• _PAGE EXCERPT_:
Granted, you are not a toxicologist.  Neither are you an epidemiologist, nor are you a virologist.  Yet, you have very strong opinions in favor of HIV causation, despite the missing toxicology.

I'm looking for the toxicological studies for AIDS causation.  They should be rigorous, not conjecture, and they should be at the cell, animal, human, and epidemiological level, and they should substantially fail, if they are to support the HIV theory of causation.  These studies should have occurred during the discovery era of the AIDS epidemics.  I doubt any such studies are to be found.

Jim

===
I am not a toxicologist, so I am trying to understand exactly what you are getting at.  I am also pointing out that the evidence suggests that toxicological explanations would not fit the epidemiologic data.  The only attempts I know of to make toxicological arguments had to do with early thinking that drug use overload (heroin, cocaine, maybe some club drugs of 70s) might explain AIDS.  These did not work out, as I partially explained below.

• _DATA LISTING_:
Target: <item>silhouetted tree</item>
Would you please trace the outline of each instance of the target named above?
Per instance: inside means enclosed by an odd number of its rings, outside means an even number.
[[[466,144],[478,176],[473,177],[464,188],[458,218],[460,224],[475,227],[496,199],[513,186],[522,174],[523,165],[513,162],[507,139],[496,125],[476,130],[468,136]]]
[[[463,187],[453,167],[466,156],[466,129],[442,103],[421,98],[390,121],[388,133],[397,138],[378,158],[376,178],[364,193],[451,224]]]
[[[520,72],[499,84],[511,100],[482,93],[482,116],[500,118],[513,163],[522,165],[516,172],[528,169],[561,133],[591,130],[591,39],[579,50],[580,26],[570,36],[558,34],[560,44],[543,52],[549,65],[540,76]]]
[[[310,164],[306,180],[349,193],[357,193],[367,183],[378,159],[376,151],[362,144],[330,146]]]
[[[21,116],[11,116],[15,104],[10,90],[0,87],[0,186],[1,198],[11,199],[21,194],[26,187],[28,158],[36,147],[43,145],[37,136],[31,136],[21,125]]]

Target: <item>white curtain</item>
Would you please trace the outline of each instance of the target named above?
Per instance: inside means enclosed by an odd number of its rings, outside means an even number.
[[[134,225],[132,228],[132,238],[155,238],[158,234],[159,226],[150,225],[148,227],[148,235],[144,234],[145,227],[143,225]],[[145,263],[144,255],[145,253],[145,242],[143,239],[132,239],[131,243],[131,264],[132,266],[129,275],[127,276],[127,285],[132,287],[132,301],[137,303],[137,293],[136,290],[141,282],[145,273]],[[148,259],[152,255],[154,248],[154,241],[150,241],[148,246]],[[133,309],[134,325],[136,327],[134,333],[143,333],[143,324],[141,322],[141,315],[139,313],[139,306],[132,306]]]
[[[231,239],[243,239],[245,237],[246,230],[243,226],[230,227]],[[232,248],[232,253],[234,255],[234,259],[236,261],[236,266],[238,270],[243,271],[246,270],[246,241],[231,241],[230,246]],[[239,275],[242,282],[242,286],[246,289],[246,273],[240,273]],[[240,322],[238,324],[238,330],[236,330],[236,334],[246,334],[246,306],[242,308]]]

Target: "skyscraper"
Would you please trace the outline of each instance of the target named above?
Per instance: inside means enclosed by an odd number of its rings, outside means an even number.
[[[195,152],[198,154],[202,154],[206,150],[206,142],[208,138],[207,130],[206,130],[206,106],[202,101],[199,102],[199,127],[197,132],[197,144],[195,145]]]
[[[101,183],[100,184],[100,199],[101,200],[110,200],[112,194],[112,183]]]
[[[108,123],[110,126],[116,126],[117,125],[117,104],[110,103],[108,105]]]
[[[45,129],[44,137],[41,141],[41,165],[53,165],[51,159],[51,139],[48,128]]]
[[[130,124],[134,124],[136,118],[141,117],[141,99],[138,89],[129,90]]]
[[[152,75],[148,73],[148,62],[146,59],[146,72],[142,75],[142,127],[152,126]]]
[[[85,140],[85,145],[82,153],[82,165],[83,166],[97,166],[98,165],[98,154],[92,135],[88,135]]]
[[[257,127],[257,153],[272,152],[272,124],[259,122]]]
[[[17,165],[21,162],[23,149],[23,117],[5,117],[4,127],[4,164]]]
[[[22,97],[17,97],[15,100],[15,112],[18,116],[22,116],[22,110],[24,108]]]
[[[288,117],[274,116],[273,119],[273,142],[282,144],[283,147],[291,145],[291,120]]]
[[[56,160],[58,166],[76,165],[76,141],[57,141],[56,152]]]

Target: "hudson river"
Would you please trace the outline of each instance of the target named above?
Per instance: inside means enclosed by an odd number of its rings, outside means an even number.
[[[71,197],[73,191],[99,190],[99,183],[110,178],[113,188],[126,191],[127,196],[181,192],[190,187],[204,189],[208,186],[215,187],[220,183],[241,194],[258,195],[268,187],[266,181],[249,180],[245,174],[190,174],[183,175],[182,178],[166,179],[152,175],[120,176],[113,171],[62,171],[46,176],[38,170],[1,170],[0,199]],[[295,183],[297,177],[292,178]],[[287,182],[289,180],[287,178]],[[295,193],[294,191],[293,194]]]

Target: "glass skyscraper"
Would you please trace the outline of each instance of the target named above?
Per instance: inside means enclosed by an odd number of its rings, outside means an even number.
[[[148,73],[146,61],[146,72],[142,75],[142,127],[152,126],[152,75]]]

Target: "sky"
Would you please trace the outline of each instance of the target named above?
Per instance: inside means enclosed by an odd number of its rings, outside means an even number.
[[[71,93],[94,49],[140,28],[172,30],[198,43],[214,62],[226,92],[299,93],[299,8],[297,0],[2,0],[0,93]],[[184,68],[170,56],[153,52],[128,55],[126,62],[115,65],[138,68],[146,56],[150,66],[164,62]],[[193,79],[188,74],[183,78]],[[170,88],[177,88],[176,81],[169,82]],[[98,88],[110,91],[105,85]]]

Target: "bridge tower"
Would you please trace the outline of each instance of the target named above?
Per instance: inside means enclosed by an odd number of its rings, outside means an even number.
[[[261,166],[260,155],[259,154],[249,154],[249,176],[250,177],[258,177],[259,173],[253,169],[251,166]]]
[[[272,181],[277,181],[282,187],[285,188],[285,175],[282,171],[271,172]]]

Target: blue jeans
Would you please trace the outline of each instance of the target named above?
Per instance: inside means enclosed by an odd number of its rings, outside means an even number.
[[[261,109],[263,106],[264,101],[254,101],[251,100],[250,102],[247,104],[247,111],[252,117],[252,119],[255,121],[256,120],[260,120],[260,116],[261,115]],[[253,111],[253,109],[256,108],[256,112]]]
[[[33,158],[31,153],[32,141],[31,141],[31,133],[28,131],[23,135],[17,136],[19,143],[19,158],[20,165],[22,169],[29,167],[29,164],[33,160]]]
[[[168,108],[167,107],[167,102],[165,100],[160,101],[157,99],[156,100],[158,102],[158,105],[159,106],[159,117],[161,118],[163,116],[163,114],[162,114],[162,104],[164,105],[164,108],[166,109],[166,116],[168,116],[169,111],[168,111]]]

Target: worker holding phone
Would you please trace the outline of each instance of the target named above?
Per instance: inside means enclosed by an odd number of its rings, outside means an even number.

• _WHAT YOU SHOULD DO_: Pick up the exchange about toxicology and AIDS causation after its last sentence and write the next part of the reply.

• _EXERCISE OUTPUT_:
Do you know of any other efforts on this? And do you have any reason to think that the network-based data that strongly imply person to person transmission are inadequate?

best
sam

-----Original Message-----
From: Jim West <[log in to unmask]>
To: SCIENCE-FOR-THE-PEOPLE <[log in to unmask]>; Sam Friedman <[log in to unmask]>
Cc: Jim West <[log in to unmask]>
Sent: Sun, Nov 10, 2013 1:48 pm
Subject: Re: HIV AIDS and toxicology
Sam, You are speculating from non-toxicological studies.  Apparently you are 
unaware of any such toxicology studies.  

========
If by that you mean where is the evidence that exposures to chemicals or 
whatever are not important causes, the Auerbach et al (1984??) study that showed 
the sexual networks connecting AIDS cases was pretty good evidence that personal 
contact was involved.  The evidence that only injecting drug use was involved in 
the early AIDS cases among drug users suggested pretty strongly that drug 
toxicity was not a critical factor, as has the wide variety of different 
injection drugs in different countries that have been associated with AIDS risk.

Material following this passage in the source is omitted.